[Excerpts of pointing data]

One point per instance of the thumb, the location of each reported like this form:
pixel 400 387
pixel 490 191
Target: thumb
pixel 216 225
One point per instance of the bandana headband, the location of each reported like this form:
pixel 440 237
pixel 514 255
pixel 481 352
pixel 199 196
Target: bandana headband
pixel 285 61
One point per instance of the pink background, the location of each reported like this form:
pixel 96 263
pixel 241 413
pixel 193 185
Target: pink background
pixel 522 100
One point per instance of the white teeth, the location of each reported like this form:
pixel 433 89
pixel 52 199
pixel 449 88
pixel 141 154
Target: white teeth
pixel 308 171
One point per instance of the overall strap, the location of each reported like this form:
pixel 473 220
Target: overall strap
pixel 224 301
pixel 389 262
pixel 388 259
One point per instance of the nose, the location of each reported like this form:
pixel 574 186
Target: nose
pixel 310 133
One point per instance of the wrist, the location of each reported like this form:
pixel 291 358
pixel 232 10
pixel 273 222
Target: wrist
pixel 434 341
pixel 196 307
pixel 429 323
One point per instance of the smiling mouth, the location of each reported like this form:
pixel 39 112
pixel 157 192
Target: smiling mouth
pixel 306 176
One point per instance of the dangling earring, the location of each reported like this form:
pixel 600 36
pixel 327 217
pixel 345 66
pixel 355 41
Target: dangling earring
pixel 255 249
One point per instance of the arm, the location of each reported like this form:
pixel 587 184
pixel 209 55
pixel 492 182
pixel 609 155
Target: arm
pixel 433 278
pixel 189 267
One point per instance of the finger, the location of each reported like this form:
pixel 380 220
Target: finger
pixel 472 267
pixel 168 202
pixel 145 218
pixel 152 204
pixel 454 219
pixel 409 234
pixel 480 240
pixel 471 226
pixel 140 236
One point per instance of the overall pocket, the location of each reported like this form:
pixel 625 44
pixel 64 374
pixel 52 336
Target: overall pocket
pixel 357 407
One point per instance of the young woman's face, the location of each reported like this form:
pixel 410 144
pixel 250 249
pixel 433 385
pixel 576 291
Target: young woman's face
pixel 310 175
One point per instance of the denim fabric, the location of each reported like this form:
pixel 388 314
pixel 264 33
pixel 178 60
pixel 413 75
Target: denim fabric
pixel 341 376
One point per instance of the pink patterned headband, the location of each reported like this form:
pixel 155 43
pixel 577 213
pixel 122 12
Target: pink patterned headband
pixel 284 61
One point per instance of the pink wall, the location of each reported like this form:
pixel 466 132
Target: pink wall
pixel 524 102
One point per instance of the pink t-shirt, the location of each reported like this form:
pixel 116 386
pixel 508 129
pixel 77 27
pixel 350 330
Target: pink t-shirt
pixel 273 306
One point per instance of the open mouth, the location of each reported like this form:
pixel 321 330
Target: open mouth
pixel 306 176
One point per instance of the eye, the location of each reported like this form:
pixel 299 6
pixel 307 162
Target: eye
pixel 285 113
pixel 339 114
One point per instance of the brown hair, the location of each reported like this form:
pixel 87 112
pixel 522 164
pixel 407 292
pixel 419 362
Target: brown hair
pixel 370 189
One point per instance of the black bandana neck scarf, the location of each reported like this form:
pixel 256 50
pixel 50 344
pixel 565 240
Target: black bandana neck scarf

== Aim ==
Could you add 60 to each pixel coordinate in the answers and give every line of the listing again, requests included, beginning at its start and stopping after the line that has "pixel 285 61"?

== Result for this exercise ==
One point per instance of the thumb, the location of each reported like this form:
pixel 400 387
pixel 490 191
Target: thumb
pixel 276 285
One point per instance of the bandana headband, the location of each reported like this form:
pixel 440 237
pixel 514 255
pixel 481 352
pixel 199 196
Target: bandana headband
pixel 345 121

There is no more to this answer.